• **Data records**:

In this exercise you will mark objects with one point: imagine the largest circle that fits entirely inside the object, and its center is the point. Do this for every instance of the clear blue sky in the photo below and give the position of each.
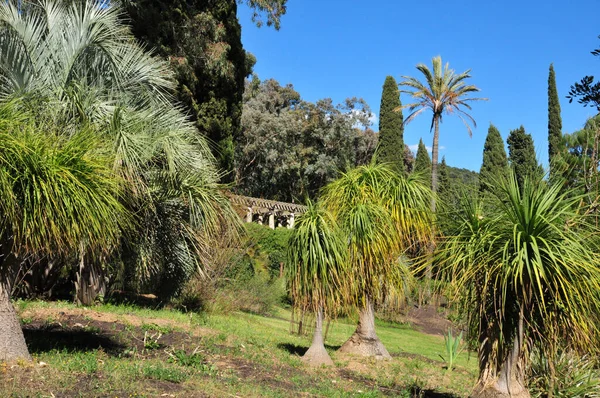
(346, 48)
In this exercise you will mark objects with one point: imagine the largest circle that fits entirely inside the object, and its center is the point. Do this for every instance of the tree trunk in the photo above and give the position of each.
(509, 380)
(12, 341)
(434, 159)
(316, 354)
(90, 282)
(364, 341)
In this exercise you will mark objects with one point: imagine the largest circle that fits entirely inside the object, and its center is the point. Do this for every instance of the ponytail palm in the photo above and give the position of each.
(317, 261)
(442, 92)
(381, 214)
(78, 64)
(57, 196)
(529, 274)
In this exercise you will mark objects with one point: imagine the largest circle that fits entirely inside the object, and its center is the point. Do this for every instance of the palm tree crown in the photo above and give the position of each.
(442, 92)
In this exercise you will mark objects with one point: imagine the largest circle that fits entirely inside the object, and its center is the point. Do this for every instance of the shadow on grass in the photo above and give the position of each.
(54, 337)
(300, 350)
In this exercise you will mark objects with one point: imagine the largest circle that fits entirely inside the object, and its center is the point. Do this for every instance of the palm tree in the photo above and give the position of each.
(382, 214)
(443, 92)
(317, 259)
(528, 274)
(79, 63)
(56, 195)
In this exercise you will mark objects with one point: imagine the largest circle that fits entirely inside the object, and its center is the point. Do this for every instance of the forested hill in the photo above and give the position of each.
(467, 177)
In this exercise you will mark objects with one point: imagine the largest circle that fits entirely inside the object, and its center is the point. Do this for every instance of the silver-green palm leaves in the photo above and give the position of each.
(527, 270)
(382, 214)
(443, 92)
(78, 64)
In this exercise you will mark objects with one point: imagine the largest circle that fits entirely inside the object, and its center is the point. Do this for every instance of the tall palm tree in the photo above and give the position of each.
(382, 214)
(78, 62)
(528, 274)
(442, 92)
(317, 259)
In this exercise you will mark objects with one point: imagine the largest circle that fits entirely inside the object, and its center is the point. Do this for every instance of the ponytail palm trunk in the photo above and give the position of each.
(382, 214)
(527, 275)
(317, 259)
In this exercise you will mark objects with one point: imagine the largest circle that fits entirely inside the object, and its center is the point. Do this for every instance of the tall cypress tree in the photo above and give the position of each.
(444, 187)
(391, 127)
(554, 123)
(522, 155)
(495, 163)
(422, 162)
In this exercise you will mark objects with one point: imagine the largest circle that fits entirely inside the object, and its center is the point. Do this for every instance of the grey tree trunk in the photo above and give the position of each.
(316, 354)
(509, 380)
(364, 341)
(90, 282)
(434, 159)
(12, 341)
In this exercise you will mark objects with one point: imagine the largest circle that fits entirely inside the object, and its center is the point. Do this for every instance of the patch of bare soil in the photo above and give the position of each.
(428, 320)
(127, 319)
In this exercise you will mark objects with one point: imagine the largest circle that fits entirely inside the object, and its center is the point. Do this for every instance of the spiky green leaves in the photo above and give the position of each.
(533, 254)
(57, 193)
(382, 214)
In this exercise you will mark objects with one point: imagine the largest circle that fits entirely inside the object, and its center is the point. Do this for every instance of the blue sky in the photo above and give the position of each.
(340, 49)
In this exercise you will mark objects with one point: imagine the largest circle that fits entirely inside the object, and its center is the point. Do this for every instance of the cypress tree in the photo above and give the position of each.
---
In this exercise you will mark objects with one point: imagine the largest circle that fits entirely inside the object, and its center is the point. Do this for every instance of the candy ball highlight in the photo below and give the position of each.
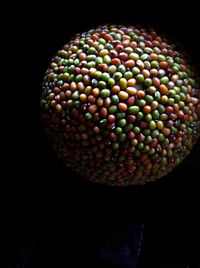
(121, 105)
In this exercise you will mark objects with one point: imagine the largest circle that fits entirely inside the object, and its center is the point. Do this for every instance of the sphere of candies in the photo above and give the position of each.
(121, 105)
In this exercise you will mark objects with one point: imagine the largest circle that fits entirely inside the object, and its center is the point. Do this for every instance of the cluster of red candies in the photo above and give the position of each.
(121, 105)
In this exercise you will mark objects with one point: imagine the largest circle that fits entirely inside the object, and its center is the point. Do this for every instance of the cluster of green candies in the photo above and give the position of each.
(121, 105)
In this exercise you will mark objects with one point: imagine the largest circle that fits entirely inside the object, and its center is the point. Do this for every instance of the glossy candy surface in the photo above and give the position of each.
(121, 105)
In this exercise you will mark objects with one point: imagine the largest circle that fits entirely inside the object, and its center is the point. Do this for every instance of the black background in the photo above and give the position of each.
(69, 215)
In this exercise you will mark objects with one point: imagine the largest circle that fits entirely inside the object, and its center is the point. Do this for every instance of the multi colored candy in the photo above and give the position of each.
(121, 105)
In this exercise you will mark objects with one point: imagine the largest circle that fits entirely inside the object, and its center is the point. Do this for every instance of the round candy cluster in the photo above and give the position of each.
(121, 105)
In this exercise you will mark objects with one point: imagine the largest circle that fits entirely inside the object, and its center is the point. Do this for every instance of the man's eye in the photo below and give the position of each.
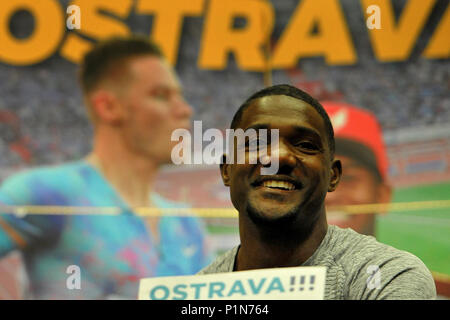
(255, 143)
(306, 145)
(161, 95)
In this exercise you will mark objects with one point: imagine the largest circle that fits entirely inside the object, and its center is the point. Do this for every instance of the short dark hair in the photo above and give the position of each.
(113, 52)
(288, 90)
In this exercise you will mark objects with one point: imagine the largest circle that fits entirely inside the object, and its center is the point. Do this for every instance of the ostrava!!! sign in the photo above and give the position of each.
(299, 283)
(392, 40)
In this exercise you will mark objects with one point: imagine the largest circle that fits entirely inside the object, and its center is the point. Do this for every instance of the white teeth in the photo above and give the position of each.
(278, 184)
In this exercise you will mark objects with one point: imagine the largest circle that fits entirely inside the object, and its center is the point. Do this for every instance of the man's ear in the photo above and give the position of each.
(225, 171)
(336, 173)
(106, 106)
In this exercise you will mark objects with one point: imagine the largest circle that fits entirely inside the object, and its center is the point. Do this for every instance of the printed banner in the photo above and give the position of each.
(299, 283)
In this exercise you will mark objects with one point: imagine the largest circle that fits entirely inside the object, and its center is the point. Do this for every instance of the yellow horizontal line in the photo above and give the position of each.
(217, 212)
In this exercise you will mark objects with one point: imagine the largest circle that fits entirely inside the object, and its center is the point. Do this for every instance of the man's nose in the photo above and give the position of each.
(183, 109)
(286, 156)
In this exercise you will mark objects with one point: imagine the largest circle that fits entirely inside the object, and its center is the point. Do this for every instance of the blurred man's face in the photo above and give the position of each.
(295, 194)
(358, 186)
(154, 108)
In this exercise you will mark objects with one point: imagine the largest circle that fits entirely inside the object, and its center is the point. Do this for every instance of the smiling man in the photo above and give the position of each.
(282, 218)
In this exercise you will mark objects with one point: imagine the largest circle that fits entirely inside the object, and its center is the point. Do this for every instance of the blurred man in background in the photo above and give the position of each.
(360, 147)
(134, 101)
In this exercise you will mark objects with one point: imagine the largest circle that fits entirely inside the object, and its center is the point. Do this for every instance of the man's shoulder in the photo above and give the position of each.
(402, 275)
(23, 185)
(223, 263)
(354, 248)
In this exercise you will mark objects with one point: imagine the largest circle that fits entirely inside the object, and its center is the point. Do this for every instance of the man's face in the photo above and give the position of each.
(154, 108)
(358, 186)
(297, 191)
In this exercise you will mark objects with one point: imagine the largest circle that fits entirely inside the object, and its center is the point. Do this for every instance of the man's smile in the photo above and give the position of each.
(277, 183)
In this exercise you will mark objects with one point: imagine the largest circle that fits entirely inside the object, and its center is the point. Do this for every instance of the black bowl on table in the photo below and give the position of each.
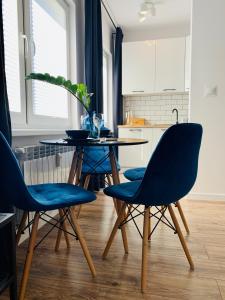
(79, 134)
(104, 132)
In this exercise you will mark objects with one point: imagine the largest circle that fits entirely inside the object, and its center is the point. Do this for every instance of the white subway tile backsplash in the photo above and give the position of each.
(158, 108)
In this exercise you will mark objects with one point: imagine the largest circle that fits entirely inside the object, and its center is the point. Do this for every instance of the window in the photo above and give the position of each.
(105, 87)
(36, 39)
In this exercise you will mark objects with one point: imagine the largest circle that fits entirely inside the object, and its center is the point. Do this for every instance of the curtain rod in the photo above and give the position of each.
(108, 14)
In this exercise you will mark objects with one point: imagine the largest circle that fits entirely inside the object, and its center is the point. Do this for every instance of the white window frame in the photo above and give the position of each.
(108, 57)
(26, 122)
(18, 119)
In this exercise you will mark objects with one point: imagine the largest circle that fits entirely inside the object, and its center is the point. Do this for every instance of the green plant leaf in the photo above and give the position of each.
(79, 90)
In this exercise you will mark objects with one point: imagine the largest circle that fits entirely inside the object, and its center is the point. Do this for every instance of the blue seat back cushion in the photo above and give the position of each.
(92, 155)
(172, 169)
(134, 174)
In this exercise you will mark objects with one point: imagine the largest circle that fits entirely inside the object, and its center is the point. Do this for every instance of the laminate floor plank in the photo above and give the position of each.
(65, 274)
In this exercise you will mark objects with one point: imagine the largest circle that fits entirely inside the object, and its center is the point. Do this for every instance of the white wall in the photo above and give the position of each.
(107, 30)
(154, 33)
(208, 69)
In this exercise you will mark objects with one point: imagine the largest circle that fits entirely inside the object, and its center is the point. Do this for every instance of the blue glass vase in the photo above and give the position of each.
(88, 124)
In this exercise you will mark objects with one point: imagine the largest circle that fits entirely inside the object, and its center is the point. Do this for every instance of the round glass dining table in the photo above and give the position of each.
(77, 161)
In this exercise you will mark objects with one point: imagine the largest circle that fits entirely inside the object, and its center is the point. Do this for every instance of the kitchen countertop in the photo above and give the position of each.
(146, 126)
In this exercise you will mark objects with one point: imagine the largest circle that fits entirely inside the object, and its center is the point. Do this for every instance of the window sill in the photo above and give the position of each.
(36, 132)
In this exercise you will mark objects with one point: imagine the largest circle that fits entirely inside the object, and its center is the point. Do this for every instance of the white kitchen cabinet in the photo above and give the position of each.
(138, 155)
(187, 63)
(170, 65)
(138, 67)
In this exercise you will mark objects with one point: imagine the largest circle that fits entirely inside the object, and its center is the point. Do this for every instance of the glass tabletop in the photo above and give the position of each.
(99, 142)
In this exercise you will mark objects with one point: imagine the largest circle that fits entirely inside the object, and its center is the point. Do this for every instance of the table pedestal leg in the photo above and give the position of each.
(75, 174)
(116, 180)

• **Task instructions**:
List in full every line of the records above that contains the string "background". The match must be case-sensitive.

• **Output of the task**:
In this exercise you will mark objects with one point: imagine the largest circle that fits entirely inside the object, and its center is the point. Do this for every instance of the black background in the photo above and give the position of each.
In this exercise you will mark objects with one point: imagine the largest circle that fits entirely inside the object, and its center is the point. Do this for every instance of the blurred man in background in the photo above and give the position of each.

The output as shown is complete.